REQUESTS:
[a] According to the 3D display overview, who introduced Polaroid's Vectograph process, and in what year?
[b] Retype the stretch of the 3D display overview from "By Andy from Digital" through "presenting stereo images.".
[c] Extend the 3D display technologies overview, picking up after its final sentence.

TEXT EXCERPT:
□ □ □ □ □ □ □
3D Display Technologies Overview(1) - Device required

By Andy from Digital Tiger, 2nd, Dec. 2008, all rights reserved

Anaglyphs
The anaglyph method has been used for years to represent stereo pairs and it was a salient
technique in old 3D movies and comic books. Colored filters cover each eye, red/green, red/blue or
red/cyan filters being the most common. One eye image is displayed in red and the other in green,
blue or cyan so that the appropriate eye sees the correct image. Since both images appear
simultaneously, it is a time-parallel method. The technique is easy to produce using simple image
processing techniques and the cost of viewing glasses is very low. Grayscale images are most
common. Pseudo color or poly-chromatic anaglyphs are becoming more common. If correctly
done, anaglyphs can be an effective method for presenting stereo images.

Vectographs
Polaroid’s Vectograph process was introduced by Edwin Land in 1940. The earliest
Vectograph images used extensively were black-and-white polarizing images formed by iodine ink
applied imagewise to oppositely oriented polyvinyl alcohol (PVA) layers laminated to opposite
sides of a transparent base material. The iodine forms short polymeric chains that readily align with
the oriented polymeric molecules and stain the sheet. The chemistry is analogous to that of
uniformly stained iodine polarizers, such as Polaroid H-sheet, used in polarizing filters for stereo
projection and in 3-D glasses used for viewing stereoscopic images (see [2] for more details).
In 1953 Land demonstrated three-color Vectograph images formed by successive transfer of
cyan, magenta, and yellow dichroic dyes from gelatin relief images to Vectograph sheet. Unlike
StereoJet digital inkjet printing described below, preparation of Vectograph color images required
lengthy, critical photographic and dye transfer steps. Although the process produced excellent
images, it was never commercialized.
□ □ □ □ □ □ □
DATASET ROWS:
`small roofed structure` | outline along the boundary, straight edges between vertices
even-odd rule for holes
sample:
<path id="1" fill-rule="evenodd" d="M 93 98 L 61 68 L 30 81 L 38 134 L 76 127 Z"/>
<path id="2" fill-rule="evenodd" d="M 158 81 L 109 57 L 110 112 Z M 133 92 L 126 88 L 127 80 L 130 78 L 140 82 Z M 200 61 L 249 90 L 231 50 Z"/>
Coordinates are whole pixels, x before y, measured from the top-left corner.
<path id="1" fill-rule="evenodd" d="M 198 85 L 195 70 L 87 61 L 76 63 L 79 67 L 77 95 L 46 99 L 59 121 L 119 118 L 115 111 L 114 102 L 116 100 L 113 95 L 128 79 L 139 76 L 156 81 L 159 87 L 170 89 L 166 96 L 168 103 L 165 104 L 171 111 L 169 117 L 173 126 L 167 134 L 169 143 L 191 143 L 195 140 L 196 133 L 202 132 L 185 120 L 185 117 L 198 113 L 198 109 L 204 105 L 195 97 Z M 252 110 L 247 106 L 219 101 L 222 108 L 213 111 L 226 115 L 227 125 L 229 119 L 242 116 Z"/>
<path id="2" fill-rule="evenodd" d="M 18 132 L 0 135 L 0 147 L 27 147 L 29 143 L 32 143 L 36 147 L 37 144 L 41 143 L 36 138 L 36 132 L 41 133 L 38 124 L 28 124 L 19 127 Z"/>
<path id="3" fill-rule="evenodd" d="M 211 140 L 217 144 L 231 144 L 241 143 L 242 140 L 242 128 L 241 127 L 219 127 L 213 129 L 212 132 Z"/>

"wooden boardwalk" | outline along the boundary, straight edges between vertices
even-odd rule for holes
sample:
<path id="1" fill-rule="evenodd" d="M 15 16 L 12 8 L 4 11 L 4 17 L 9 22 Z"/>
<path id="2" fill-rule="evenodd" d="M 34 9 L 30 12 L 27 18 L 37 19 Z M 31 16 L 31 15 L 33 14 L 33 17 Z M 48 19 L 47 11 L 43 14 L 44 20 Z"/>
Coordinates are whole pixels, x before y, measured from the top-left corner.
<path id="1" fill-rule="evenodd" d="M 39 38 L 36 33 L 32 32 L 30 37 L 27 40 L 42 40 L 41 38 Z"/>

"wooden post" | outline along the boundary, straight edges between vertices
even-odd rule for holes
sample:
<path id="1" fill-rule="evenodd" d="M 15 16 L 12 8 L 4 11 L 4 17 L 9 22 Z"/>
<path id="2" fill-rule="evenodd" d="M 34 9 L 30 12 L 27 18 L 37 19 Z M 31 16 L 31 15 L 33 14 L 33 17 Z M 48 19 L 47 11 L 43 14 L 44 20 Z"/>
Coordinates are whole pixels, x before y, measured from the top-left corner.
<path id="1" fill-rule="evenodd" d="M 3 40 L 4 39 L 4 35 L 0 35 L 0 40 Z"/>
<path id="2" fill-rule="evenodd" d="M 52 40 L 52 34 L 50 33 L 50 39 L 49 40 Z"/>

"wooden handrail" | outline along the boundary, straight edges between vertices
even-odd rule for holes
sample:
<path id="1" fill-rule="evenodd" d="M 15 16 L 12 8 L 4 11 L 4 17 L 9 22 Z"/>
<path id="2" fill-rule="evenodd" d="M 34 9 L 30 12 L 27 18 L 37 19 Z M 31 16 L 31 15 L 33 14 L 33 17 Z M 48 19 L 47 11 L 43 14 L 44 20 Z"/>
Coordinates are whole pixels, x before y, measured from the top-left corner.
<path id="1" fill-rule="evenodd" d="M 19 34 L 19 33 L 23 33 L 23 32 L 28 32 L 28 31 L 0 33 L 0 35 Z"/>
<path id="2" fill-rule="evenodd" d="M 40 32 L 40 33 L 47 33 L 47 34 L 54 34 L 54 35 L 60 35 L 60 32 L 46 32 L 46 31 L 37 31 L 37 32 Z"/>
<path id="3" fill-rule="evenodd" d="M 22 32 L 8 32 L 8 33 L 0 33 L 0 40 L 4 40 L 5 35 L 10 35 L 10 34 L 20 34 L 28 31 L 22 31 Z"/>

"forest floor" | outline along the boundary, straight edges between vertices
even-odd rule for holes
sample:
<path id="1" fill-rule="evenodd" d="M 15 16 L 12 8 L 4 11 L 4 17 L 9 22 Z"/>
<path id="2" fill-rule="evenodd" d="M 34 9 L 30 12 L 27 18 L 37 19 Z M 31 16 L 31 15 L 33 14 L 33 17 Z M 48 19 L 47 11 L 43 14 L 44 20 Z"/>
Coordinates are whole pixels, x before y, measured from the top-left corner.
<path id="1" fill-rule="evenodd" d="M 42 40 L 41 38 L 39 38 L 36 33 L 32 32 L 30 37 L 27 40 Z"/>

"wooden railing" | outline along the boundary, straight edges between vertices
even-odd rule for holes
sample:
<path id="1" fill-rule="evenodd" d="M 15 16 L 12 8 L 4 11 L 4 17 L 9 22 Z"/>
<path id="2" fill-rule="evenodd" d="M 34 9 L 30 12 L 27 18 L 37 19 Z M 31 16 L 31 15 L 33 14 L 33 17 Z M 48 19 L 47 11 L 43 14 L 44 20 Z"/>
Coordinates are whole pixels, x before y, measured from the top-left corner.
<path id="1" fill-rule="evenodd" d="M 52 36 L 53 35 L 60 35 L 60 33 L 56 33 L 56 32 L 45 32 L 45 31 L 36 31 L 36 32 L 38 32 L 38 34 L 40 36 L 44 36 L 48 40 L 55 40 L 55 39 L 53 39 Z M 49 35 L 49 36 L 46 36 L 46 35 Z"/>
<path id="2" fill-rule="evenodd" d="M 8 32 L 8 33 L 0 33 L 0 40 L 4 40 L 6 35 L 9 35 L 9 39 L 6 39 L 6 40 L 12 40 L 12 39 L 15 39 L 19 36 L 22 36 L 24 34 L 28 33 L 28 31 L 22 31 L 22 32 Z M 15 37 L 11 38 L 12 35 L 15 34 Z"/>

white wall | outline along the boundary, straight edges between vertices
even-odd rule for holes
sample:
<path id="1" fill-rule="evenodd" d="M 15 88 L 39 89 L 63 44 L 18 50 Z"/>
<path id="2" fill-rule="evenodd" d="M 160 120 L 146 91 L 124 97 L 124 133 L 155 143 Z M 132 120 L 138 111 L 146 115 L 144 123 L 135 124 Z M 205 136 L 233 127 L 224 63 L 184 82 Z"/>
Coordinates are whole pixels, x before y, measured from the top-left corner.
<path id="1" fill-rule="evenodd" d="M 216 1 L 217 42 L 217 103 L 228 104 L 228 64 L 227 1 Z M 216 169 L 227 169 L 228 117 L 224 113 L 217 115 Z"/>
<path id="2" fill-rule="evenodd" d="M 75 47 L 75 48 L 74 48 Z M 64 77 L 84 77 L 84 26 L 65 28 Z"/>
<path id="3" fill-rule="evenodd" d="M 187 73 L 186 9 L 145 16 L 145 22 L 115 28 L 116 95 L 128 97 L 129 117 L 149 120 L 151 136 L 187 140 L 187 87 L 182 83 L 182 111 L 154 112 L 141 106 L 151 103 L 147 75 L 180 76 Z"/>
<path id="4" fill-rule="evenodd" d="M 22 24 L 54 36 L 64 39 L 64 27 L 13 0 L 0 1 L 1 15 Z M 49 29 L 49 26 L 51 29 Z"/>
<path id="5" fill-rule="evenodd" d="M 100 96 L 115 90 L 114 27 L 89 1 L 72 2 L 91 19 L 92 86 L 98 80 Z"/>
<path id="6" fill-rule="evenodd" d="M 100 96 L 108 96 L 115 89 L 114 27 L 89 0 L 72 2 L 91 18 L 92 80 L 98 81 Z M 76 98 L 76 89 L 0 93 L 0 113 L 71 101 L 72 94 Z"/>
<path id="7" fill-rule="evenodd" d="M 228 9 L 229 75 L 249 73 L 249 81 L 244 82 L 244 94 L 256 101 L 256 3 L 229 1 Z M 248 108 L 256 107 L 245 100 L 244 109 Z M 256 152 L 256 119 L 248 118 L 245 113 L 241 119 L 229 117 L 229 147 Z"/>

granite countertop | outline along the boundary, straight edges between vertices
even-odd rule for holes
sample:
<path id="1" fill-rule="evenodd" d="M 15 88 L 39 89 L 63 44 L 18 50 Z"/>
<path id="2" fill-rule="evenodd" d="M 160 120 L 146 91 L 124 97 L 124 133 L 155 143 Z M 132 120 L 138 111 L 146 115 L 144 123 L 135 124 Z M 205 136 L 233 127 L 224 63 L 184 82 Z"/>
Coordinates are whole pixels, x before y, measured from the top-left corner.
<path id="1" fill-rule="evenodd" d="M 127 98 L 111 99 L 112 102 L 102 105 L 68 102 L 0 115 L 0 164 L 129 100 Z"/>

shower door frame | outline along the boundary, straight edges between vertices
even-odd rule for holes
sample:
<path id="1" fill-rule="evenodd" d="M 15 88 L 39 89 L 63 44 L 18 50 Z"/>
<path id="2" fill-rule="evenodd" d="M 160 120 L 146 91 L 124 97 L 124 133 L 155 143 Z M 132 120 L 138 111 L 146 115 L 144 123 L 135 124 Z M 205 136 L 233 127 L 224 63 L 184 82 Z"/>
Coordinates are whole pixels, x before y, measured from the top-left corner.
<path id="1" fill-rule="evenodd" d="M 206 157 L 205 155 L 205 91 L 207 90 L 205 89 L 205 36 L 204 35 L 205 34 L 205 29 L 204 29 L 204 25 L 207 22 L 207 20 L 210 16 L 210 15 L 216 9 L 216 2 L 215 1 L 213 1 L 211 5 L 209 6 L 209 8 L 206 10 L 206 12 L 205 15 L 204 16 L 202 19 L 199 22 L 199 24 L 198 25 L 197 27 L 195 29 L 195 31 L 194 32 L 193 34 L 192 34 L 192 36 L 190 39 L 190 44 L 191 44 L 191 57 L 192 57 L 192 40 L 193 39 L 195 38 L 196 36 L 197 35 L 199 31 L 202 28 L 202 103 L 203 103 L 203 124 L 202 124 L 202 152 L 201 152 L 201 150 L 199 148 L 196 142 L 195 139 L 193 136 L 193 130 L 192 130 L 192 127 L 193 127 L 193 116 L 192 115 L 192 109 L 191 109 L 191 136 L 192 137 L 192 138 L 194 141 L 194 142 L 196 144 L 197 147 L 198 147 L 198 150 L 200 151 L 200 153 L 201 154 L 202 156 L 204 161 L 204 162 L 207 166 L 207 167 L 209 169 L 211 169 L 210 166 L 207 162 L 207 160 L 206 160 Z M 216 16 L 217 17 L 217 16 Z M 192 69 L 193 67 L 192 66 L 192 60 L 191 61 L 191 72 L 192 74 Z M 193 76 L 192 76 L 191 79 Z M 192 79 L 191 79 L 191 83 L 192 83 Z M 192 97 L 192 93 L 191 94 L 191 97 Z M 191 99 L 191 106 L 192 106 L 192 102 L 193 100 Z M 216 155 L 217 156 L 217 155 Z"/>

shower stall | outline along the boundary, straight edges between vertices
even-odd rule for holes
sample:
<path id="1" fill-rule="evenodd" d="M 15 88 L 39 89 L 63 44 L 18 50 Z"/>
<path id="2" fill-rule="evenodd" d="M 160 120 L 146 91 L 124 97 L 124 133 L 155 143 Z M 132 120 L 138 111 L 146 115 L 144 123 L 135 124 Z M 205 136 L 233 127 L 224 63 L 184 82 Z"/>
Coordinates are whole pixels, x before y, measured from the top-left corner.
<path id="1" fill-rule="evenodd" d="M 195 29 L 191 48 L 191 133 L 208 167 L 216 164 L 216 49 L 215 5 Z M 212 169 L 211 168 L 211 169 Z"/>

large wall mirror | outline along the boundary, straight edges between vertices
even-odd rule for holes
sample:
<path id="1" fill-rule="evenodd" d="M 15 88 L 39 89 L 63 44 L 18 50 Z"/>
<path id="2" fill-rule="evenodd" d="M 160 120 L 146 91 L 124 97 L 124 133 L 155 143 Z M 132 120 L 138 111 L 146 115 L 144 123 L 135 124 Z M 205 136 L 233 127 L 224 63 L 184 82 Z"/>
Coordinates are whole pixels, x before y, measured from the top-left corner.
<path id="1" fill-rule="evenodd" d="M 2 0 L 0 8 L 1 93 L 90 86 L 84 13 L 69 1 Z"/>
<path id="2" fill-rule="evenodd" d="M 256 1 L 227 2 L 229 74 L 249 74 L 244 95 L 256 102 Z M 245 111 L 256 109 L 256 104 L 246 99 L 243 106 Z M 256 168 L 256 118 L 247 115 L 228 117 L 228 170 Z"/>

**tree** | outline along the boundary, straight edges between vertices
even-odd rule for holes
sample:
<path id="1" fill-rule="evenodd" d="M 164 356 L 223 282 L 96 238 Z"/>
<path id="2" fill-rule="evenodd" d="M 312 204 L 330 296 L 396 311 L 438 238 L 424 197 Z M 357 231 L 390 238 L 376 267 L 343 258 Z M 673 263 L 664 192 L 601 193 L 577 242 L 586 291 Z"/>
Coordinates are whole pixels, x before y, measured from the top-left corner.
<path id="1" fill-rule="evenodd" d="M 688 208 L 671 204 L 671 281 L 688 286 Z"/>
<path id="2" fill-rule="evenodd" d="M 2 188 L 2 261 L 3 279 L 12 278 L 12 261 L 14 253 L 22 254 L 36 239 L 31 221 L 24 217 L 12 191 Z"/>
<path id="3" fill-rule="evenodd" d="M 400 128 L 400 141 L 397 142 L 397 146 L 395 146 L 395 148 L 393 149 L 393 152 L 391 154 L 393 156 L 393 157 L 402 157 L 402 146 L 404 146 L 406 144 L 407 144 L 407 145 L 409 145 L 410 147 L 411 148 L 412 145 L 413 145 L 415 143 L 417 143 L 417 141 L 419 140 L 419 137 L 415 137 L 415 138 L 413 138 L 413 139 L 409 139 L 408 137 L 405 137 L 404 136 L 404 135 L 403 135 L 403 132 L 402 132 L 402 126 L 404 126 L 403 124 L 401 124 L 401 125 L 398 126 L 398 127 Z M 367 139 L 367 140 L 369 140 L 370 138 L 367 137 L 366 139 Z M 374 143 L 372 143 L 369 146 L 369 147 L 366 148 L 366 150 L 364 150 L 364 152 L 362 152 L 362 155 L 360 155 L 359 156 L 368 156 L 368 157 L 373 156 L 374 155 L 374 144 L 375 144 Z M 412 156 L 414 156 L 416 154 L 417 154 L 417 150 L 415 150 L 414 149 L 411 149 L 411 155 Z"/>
□ □ □ □ □ □ □
THE REPLIES:
[a] Edwin Land introduced it in 1940.

[b]
By Andy from Digital Tiger, 2nd, Dec. 2008, all rights reserved

Anaglyphs
The anaglyph method has been used for years to represent stereo pairs and it was a salient
technique in old 3D movies and comic books. Colored filters cover each eye, red/green, red/blue or
red/cyan filters being the most common. One eye image is displayed in red and the other in green,
blue or cyan so that the appropriate eye sees the correct image. Since both images appear
simultaneously, it is a time-parallel method. The technique is easy to produce using simple image
processing techniques and the cost of viewing glasses is very low. Grayscale images are most
common. Pseudo color or poly-chromatic anaglyphs are becoming more common. If correctly
done, anaglyphs can be an effective method for presenting stereo images.

[c]
StereoJet
The StereoJet process, developed at the Rowland Institute for Science in Cambridge,
Massachusetts, provides stereoscopic hardcopy in the form of integral, full-color polarizing images.
StereoJet images are produced by inkjet printing, forming polarizing images by the use of inks
formulated with dichroic dyes. Paired left-eye and right-eye images are printed onto opposite
surfaces of a multilayer clear substrate, as shown in Fig. 4.
Figure 4 StereoJet substrate
The two outer layers, formed of an ink-permeable polymer such as carboxymethylcellulose,
meter the ink as it penetrates the underlying image-receiving layers. The image-receiving layers are
formed of polyvinyl alcohol (PVA) molecularly oriented at 45 degrees to the edge of the sheet. As
the dye molecules are adsorbed they align with the oriented polymer molecules and assume the
same orientation. The two PVA layers are oriented at 90 degrees to one another, so that the images
formed have orthogonal polarization.
StereoJet transparencies are displayed directly by rear illumination or projected by overhead
projector onto a non-depolarizing screen, such as a commercially available lenticular “silver”
screen. No attachments to the projector are needed, as the images themselves provide the
polarization. StereoJet prints for viewing by reflected light have aluminized backing laminated to the
rear surfaces of StereoJet transparencies.

ChromaDepth
Chromostereoscopy is a phenomenon in optics commercialized by Richard Steenblik [2]. The
technique originally used double prism-based glasses which slightly deflect different colors in an
image, laterally displacing the visual positions of differently colored regions of an image by
different amounts. The prisms are oriented in opposite directions for each eye, resulting in different
images being presented to each eye, thereby creating a stereo pair (Fig. 5). Production
chromostereoscopic glasses, marketed under the name ChromaDepth 3-D, utilize a unique microoptic
film that performs the same optical function as double prism optics without the attendant
weight and cost. Images designed for viewing with the ChromaDepth 3-D Glasses use color to
encode depth information. A number of color palettes have been successfully employed, the
simplest of which is the RGB on Black palette: on a black background red will appear closest, green
in the middleground, and blue in the background. Reversal of the optics results in the opposite
depth palette: BGR on Black.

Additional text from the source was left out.